(Document source):

▼

Southern Asia

En Inde, les adventistes tentent d’y voir plus clair après que des membres se soient reconvertis à l’hindouisme

La cérémonie de reconversion fait craindre que certains intégristes hindous ne soient en train de contraindre les gens à changer de croyance

Silver Spring, Maryland, United States | Andrew McChesney/Adventist Review

Les dirigeants de l’Eglise Adventiste du 7ème Jour se sont tournés vers les autorités indiennes, leur demandant d’ouvrir une enquête pour déterminer si les adventistes d’un village situé dans le nord de l’Inde, ont été forcés à se reconvertir à l’hindouisme.

La conversion forcée est illégale en Inde et une cérémonie de reconversion qui s’est déroulée à Asroi,  situé environ à 175 km au sud de la capitale indienne, New Delhi, la semaine dernière,  a soulevé les craintes de la communauté chrétienne, qui se demandent si des hindous intégristes n’auraient pas forcés des gens à se reconvertir, dans une partie du monde pouvant se révéler assez difficile pour les missionnaires.

« Nous avons logé une pétition auprès des autorités civiques locales et auprès des autorités supérieures, réclamant une enquête, » a déclaré T. P. Kurian, directeur des communications au sein de la Division d’Asie du Sud.

Il a ajouté : « Pourrais-je vous demander de ne pas oublier de mentionner ce sujet dans vos prières ? »

Les derniers membres de l’église d’Asroi, se sont reconvertis à l’hindouisme, lors d’une cérémonie qui a eu lieu le 26 août dernier, ont déclaré les dirigeants d’église, dimanche. Cette église, qui avait ouvert ses portes avec 33 membres en 2005, n’en comptait plus que 6, après la cérémonie de reconversion.

▲

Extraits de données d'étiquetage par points
▼

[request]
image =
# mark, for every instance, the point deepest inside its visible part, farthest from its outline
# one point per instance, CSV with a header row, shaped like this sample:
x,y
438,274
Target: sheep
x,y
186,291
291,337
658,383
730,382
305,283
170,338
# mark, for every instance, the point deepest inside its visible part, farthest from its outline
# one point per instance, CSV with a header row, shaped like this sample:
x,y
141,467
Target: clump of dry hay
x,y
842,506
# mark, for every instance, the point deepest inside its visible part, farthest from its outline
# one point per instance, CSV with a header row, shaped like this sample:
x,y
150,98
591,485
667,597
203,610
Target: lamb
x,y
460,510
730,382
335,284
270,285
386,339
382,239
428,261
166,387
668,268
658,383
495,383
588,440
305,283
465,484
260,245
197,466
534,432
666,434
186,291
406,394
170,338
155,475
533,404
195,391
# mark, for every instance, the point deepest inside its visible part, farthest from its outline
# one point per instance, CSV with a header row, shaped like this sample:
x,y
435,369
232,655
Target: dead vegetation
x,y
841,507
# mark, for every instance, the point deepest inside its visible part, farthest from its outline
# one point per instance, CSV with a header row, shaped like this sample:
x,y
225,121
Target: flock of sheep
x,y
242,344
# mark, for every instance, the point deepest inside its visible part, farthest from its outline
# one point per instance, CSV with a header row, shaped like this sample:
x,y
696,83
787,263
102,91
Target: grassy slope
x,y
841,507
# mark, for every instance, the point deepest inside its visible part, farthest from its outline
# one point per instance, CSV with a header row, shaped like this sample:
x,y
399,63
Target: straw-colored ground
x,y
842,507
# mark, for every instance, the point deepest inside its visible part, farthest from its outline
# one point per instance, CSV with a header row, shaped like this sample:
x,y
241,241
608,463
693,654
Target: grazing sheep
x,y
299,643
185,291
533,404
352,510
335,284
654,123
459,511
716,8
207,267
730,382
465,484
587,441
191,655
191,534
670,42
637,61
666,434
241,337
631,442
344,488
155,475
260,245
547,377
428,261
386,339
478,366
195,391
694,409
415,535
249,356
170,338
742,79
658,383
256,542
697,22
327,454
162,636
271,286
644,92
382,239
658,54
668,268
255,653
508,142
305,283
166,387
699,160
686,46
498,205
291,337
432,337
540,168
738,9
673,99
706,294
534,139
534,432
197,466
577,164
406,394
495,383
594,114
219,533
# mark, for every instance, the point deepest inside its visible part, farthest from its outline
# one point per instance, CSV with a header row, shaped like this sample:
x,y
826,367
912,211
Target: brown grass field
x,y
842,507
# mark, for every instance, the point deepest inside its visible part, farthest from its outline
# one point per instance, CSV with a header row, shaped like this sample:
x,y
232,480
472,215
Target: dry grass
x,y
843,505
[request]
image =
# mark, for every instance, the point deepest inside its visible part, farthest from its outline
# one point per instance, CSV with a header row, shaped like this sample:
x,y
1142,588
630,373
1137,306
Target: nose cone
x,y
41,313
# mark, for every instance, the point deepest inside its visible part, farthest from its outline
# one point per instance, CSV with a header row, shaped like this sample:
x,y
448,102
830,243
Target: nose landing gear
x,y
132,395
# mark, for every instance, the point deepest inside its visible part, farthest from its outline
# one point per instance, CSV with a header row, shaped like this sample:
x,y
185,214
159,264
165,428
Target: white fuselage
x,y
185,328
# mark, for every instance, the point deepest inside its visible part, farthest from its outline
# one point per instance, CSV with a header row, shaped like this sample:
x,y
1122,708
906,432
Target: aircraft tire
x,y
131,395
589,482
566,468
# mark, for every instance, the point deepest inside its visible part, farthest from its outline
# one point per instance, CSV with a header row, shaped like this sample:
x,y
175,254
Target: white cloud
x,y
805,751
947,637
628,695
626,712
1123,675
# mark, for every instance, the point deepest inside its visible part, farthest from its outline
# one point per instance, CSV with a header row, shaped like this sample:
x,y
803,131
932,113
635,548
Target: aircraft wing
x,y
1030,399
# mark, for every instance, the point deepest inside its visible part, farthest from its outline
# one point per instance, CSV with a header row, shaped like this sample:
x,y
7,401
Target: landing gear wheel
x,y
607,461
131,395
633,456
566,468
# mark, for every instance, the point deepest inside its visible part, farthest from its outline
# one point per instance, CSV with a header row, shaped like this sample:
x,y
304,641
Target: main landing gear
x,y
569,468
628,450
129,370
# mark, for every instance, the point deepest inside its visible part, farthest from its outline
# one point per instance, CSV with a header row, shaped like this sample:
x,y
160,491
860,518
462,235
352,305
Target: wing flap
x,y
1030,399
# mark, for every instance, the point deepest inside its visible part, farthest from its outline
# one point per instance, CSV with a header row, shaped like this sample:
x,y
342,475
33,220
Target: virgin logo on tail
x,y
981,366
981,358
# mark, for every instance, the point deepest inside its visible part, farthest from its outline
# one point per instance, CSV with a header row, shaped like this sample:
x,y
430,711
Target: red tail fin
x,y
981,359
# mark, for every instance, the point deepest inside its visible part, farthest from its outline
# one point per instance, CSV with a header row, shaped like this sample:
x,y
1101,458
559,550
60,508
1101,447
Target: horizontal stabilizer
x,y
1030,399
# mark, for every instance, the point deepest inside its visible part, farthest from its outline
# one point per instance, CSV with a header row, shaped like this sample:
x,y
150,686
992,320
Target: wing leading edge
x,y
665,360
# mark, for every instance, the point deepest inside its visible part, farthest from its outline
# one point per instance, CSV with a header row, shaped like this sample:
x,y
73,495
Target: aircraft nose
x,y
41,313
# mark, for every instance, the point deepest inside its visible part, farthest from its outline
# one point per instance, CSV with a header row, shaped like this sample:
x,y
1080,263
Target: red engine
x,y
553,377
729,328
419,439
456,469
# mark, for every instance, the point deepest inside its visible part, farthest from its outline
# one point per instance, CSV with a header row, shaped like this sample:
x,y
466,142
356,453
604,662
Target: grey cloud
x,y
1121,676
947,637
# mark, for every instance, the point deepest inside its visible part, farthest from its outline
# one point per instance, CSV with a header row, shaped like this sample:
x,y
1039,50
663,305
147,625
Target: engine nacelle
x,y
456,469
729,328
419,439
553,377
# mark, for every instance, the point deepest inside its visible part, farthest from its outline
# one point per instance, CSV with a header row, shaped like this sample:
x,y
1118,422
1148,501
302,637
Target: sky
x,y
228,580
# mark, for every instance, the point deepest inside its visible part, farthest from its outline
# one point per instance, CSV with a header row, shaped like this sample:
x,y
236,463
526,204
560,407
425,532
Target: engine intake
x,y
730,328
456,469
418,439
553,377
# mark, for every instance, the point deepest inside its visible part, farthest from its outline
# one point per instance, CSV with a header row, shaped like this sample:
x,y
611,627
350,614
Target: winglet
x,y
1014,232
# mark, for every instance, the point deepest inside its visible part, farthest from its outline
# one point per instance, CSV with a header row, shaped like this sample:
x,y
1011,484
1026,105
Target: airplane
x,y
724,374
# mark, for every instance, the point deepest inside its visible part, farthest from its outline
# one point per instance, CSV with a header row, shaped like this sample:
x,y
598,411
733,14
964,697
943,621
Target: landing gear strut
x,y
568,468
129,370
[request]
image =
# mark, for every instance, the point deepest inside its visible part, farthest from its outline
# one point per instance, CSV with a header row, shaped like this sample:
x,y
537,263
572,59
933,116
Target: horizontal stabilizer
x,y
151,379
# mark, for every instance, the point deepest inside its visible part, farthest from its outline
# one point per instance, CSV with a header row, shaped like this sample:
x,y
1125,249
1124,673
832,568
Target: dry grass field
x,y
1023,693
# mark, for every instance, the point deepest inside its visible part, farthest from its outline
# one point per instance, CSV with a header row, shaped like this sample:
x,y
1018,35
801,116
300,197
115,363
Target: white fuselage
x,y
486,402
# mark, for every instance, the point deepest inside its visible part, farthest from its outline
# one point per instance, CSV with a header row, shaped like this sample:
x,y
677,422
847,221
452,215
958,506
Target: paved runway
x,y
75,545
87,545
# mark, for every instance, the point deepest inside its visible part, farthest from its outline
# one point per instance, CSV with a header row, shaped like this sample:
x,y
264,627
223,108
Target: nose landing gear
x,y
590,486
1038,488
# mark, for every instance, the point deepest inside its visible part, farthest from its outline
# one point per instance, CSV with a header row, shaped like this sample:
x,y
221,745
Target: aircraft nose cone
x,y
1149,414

▲

(Consigne): D'après l'article sur la reconversion d'adventistes en Inde, combien de membres l'église d'Asroi comptait-elle lors de son ouverture en 2005 ?

(Corrigé): Elle comptait 33 membres.